**Your task:**
Reproduce the material below word for word, keeping every line unchanged.

**Given information:**
- - - - - - -
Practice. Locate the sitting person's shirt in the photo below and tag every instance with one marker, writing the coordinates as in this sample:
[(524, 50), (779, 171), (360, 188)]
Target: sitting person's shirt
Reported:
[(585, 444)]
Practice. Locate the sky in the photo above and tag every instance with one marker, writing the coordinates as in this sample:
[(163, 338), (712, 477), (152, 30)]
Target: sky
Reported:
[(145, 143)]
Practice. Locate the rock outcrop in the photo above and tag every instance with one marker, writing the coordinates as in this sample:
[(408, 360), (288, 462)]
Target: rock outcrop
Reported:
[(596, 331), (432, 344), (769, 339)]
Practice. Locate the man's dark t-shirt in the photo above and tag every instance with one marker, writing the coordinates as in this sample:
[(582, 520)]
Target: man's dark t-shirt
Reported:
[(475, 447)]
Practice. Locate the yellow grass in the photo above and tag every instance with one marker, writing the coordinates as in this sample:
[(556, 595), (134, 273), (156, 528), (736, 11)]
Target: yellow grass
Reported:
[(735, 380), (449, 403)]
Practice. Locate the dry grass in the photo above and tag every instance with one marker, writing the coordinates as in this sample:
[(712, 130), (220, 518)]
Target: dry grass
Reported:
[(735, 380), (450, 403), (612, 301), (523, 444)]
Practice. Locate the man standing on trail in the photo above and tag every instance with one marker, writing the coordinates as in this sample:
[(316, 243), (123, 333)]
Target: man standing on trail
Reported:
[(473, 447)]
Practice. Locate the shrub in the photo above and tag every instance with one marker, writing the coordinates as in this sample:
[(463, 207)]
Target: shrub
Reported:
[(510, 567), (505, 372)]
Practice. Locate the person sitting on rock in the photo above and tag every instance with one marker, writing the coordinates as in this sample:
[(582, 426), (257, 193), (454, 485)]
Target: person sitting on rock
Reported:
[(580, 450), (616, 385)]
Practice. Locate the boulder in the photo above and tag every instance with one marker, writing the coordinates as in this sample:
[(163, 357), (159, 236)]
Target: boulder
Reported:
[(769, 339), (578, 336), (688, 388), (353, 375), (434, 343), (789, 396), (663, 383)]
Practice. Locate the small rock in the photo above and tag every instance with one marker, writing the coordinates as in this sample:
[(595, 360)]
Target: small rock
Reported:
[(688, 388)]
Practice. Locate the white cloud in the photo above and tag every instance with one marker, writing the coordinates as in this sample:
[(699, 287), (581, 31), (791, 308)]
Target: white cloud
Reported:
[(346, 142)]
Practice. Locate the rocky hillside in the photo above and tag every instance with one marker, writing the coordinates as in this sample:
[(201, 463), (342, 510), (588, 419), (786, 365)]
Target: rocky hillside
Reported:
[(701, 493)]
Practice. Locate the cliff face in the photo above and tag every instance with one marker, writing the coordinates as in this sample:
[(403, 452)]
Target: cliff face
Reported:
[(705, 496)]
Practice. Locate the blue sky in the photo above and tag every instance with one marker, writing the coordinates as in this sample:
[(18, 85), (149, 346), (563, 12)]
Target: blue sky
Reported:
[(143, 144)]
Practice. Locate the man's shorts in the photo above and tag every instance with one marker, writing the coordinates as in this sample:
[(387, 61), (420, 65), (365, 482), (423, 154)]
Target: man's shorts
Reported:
- - - - - - -
**Completed task:**
Practice. Locate the sitting person's shirt in the photo below and tag every instance with one marker, writing the coordinates as in this sample:
[(524, 50), (779, 171), (360, 188)]
Target: sitting person's shirt
Reported:
[(585, 444)]
Practice. Locate the sky in the photo above and tag every instance with one marker, writing the coordinates as in this sample:
[(163, 338), (712, 477), (152, 30)]
Target: sky
Reported:
[(145, 143)]
Practice. Locate the rock outcrop in the photo above and tag every instance with one marker, writing the coordinates as in this sample:
[(408, 360), (288, 462)]
Target: rock outcrop
Reported:
[(596, 331), (432, 344), (769, 339)]
Practice. Locate the man's dark t-shirt in the photo above and tag every instance with one marker, writing the coordinates as in this sample:
[(582, 520)]
Target: man's dark t-shirt
Reported:
[(475, 447)]
Practice. Locate the yellow grass in the photo above and tag every instance with one marker, writing the coordinates as in this sample:
[(556, 595), (134, 273), (156, 528), (736, 11)]
Target: yellow grass
Reported:
[(735, 380), (449, 403)]
Practice. Locate the dry grass in the photo above and tag every instance with one marker, writing the coordinates as in this sample:
[(712, 130), (220, 518)]
Target: dry grass
Reported:
[(735, 380), (450, 403), (612, 301), (523, 444)]
Practice. Locate the man standing on trail in the photo above and tag every instance with one marker, writing the coordinates as in this sample:
[(316, 243), (123, 333)]
Target: man standing on trail
Reported:
[(473, 447)]
Practice. Locate the shrub in the photo above and tag every instance with one marker, writing the coordinates as in this sample:
[(463, 207)]
Target: shrub
Reported:
[(510, 567), (505, 372)]
Practice. Locate the person sitting on rock in the photo above and tag every instance with one marker, writing the coordinates as in this sample:
[(582, 426), (257, 193), (454, 485)]
Target: person sitting on rock
Reported:
[(580, 450), (616, 385)]
Practice. Locate the boulder in the photo above and tag every instance with one marker, writing the coordinates as in this sample:
[(163, 357), (159, 236)]
Target: boulder
Reported:
[(769, 339), (578, 336), (688, 388), (353, 375), (434, 343), (789, 396), (663, 383)]
Practice. Locate the small rock in the photo above and tag every instance with one marker, writing the coordinates as in this sample:
[(595, 360)]
Target: small rock
Reported:
[(688, 388)]
Practice. Locate the white cloud in the photo above and tag every instance with one marker, writing the coordinates as in this sample:
[(699, 287), (581, 31), (791, 308)]
Target: white cloud
Reported:
[(346, 142)]
Practice. Locate the rocky hillside in the photo above and tag every instance with one marker, writing the coordinates as in this sample:
[(201, 463), (342, 510), (588, 419), (786, 365)]
Target: rocky hillside
Reported:
[(701, 493)]
Practice. Locate the cliff face in the photo above and tag every instance with one marker, writing the coordinates as in this sample:
[(403, 452)]
Target: cliff face
Reported:
[(705, 496)]
Practice. Locate the blue sky in the photo above and tag every instance with one marker, writing the coordinates as in this sample:
[(18, 85), (149, 346), (563, 12)]
Target: blue sky
Reported:
[(143, 144)]
Practice. Locate the man's shorts in the photo above and tag every instance with one marker, writing the coordinates as in this sample:
[(387, 61), (420, 65), (365, 482), (423, 154)]
Target: man's shorts
Reported:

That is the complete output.